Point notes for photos
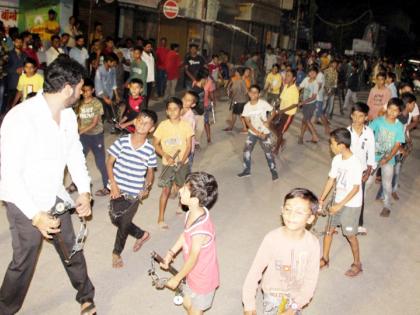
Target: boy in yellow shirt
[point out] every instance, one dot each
(29, 81)
(172, 135)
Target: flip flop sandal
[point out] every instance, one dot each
(88, 310)
(139, 242)
(354, 270)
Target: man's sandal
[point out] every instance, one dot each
(89, 310)
(354, 270)
(323, 263)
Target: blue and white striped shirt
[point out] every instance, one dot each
(131, 165)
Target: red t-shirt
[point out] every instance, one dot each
(161, 53)
(172, 63)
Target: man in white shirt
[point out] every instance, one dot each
(362, 146)
(255, 115)
(148, 58)
(32, 173)
(52, 53)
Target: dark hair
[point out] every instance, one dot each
(88, 82)
(313, 68)
(203, 186)
(408, 98)
(341, 136)
(60, 72)
(391, 75)
(381, 74)
(293, 72)
(150, 114)
(396, 102)
(111, 57)
(174, 100)
(360, 107)
(255, 86)
(55, 37)
(194, 94)
(31, 61)
(304, 194)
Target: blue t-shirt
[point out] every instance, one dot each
(386, 136)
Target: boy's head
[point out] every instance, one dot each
(390, 77)
(359, 113)
(137, 51)
(299, 208)
(290, 77)
(340, 140)
(145, 121)
(380, 79)
(312, 72)
(394, 108)
(88, 88)
(30, 67)
(200, 189)
(254, 92)
(189, 99)
(111, 60)
(409, 102)
(173, 108)
(136, 87)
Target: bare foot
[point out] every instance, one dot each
(140, 241)
(117, 261)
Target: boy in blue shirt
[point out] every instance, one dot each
(389, 134)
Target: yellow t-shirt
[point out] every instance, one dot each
(274, 82)
(28, 85)
(289, 96)
(173, 137)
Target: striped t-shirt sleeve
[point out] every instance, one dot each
(115, 148)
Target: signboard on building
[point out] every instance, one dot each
(170, 9)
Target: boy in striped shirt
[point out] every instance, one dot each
(130, 167)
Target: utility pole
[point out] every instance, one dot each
(297, 25)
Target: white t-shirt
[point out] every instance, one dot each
(363, 146)
(150, 62)
(320, 79)
(309, 88)
(347, 173)
(257, 114)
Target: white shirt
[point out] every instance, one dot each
(320, 79)
(150, 62)
(34, 153)
(51, 54)
(257, 114)
(347, 174)
(363, 146)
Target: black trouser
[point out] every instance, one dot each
(126, 227)
(26, 243)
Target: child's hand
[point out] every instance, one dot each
(173, 283)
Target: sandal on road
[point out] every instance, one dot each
(354, 270)
(140, 241)
(90, 309)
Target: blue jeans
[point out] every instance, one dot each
(161, 82)
(96, 144)
(266, 146)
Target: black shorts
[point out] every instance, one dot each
(238, 108)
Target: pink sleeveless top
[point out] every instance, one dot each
(204, 278)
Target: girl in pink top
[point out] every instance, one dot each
(201, 268)
(287, 260)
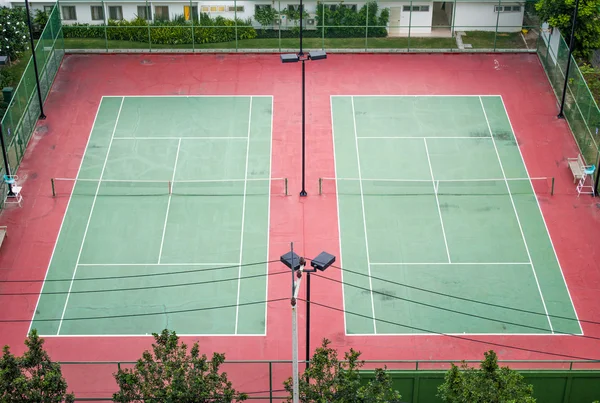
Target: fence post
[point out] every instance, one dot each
(366, 28)
(497, 22)
(409, 24)
(270, 381)
(192, 18)
(235, 22)
(148, 22)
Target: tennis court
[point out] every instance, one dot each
(171, 199)
(433, 194)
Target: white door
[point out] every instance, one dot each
(395, 13)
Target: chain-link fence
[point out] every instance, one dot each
(230, 25)
(23, 110)
(580, 109)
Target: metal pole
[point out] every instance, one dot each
(571, 46)
(308, 276)
(6, 167)
(301, 15)
(37, 78)
(303, 191)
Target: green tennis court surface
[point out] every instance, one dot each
(172, 193)
(441, 201)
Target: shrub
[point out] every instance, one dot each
(177, 32)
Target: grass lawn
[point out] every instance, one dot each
(276, 43)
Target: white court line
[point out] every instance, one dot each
(237, 304)
(421, 137)
(517, 216)
(63, 219)
(450, 263)
(362, 203)
(543, 220)
(182, 138)
(337, 199)
(462, 334)
(90, 215)
(437, 201)
(162, 240)
(269, 212)
(149, 335)
(234, 264)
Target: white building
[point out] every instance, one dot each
(418, 17)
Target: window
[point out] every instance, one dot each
(213, 9)
(507, 9)
(186, 12)
(145, 13)
(333, 7)
(161, 13)
(115, 12)
(97, 13)
(416, 8)
(68, 13)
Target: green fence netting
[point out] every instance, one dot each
(255, 25)
(580, 110)
(23, 110)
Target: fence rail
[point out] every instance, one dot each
(263, 380)
(376, 26)
(23, 110)
(581, 110)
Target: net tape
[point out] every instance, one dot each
(474, 187)
(107, 187)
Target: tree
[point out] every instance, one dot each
(168, 374)
(33, 377)
(488, 384)
(14, 33)
(328, 379)
(559, 13)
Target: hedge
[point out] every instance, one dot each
(165, 32)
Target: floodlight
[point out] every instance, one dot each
(317, 55)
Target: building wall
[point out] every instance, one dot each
(483, 17)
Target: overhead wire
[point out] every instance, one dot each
(464, 338)
(161, 286)
(168, 273)
(475, 301)
(456, 311)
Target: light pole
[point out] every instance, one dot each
(297, 265)
(37, 78)
(294, 58)
(571, 46)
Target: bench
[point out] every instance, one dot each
(577, 167)
(3, 233)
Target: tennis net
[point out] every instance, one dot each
(216, 187)
(402, 187)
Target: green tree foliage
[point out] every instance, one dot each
(14, 35)
(559, 13)
(488, 384)
(265, 15)
(169, 374)
(328, 379)
(343, 21)
(32, 377)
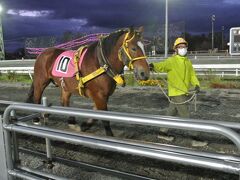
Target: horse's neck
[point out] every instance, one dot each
(113, 57)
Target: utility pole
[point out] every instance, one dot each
(213, 19)
(166, 30)
(2, 53)
(222, 37)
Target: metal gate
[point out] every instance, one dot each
(9, 152)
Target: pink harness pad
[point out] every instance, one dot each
(64, 64)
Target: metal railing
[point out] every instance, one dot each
(221, 162)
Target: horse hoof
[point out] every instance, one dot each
(36, 121)
(85, 126)
(74, 127)
(72, 120)
(109, 133)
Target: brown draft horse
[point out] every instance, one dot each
(118, 49)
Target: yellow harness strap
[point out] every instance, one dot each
(77, 56)
(126, 50)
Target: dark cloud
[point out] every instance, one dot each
(107, 15)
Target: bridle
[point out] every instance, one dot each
(124, 49)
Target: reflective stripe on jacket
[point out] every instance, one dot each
(180, 74)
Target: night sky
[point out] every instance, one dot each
(30, 18)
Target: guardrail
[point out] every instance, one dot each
(201, 69)
(222, 162)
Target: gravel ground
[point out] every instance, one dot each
(217, 104)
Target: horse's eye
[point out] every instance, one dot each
(134, 49)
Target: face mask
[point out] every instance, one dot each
(182, 51)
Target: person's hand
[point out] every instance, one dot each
(151, 67)
(197, 89)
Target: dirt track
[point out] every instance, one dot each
(212, 104)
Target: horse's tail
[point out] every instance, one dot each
(30, 94)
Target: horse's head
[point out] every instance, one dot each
(132, 53)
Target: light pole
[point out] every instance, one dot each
(222, 37)
(213, 19)
(2, 53)
(166, 30)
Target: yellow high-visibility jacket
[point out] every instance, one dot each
(180, 74)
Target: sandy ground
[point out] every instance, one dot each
(217, 104)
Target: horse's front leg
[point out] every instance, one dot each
(65, 101)
(100, 104)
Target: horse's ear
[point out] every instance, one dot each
(139, 31)
(131, 31)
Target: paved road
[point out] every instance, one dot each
(195, 60)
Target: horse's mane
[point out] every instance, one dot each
(108, 42)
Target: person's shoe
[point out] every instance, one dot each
(165, 136)
(197, 143)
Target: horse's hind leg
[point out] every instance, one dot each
(65, 101)
(39, 86)
(100, 104)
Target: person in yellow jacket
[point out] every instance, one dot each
(180, 76)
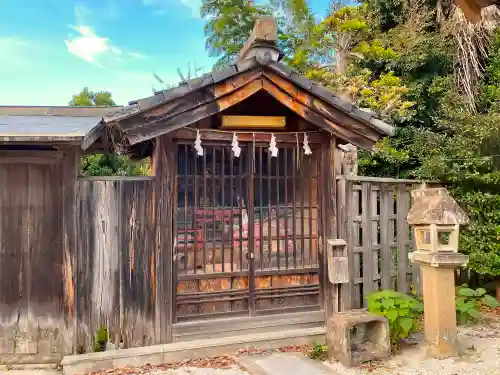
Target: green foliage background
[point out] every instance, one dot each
(401, 58)
(110, 164)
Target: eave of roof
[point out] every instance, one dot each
(79, 130)
(164, 96)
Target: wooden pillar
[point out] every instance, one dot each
(330, 224)
(440, 319)
(70, 170)
(165, 164)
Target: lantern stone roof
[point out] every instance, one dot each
(435, 206)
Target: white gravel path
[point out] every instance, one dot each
(481, 346)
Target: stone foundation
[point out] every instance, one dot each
(357, 336)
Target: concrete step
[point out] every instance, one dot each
(180, 351)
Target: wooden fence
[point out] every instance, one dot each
(372, 219)
(115, 278)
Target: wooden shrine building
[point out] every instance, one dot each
(234, 222)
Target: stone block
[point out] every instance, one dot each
(357, 336)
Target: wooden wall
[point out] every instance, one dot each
(33, 328)
(116, 261)
(77, 255)
(372, 219)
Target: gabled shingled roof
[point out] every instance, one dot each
(164, 96)
(257, 69)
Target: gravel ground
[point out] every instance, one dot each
(201, 371)
(481, 356)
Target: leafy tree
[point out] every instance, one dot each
(420, 65)
(229, 24)
(87, 98)
(110, 164)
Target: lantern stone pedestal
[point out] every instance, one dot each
(436, 217)
(440, 324)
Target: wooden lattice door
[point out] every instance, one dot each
(246, 232)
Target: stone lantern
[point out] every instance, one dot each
(436, 218)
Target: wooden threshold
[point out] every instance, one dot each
(201, 329)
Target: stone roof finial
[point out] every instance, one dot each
(262, 42)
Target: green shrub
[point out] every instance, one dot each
(319, 352)
(469, 303)
(402, 312)
(100, 340)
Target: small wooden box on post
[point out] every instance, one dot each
(436, 218)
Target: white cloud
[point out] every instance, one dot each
(161, 7)
(88, 46)
(15, 53)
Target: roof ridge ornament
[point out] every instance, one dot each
(261, 43)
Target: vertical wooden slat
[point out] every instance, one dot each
(331, 224)
(385, 246)
(251, 239)
(402, 237)
(261, 209)
(186, 184)
(269, 205)
(204, 184)
(195, 224)
(302, 224)
(223, 205)
(231, 196)
(415, 268)
(366, 224)
(165, 176)
(342, 230)
(278, 237)
(70, 171)
(353, 259)
(294, 208)
(214, 222)
(374, 221)
(285, 180)
(242, 201)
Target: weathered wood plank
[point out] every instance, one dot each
(366, 224)
(173, 108)
(402, 237)
(70, 169)
(386, 194)
(245, 136)
(32, 307)
(30, 157)
(164, 209)
(319, 106)
(161, 127)
(314, 117)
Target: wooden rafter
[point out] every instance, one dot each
(196, 114)
(192, 100)
(203, 103)
(315, 118)
(320, 107)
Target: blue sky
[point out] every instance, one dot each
(51, 49)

### Given request
Write out the rows again from the line with "Target: green shrub" through the end of the rows, switching each "wooden" to "timber" and leaving everything else the same.

### Correct answer
Target: green shrub
[point out] every instance, one dot each
(319, 352)
(469, 303)
(402, 312)
(100, 340)
Target: small timber box on post
[point out] every instance, one dot each
(436, 218)
Target: white cloud
[point out] every instance, one dot each
(161, 7)
(88, 46)
(15, 53)
Target: roof ridge ornament
[point out] every instance, one dot each
(261, 43)
Target: vertical timber slat
[point out] every instance, one dot each
(331, 224)
(385, 246)
(251, 239)
(402, 237)
(261, 209)
(186, 184)
(269, 205)
(204, 184)
(195, 224)
(302, 224)
(223, 205)
(231, 196)
(415, 268)
(366, 224)
(165, 176)
(342, 230)
(278, 237)
(70, 171)
(353, 259)
(294, 208)
(214, 222)
(374, 221)
(285, 180)
(242, 201)
Target: weathered wood plank
[point out] every instance, one dot each
(366, 224)
(173, 108)
(402, 237)
(70, 169)
(386, 194)
(245, 136)
(32, 307)
(30, 157)
(164, 209)
(319, 106)
(161, 127)
(314, 117)
Target: timber rafter
[point out] every instance, one dot each
(196, 114)
(192, 100)
(203, 103)
(315, 118)
(320, 107)
Target: blue sky
[point out] every instance, one dot each
(51, 49)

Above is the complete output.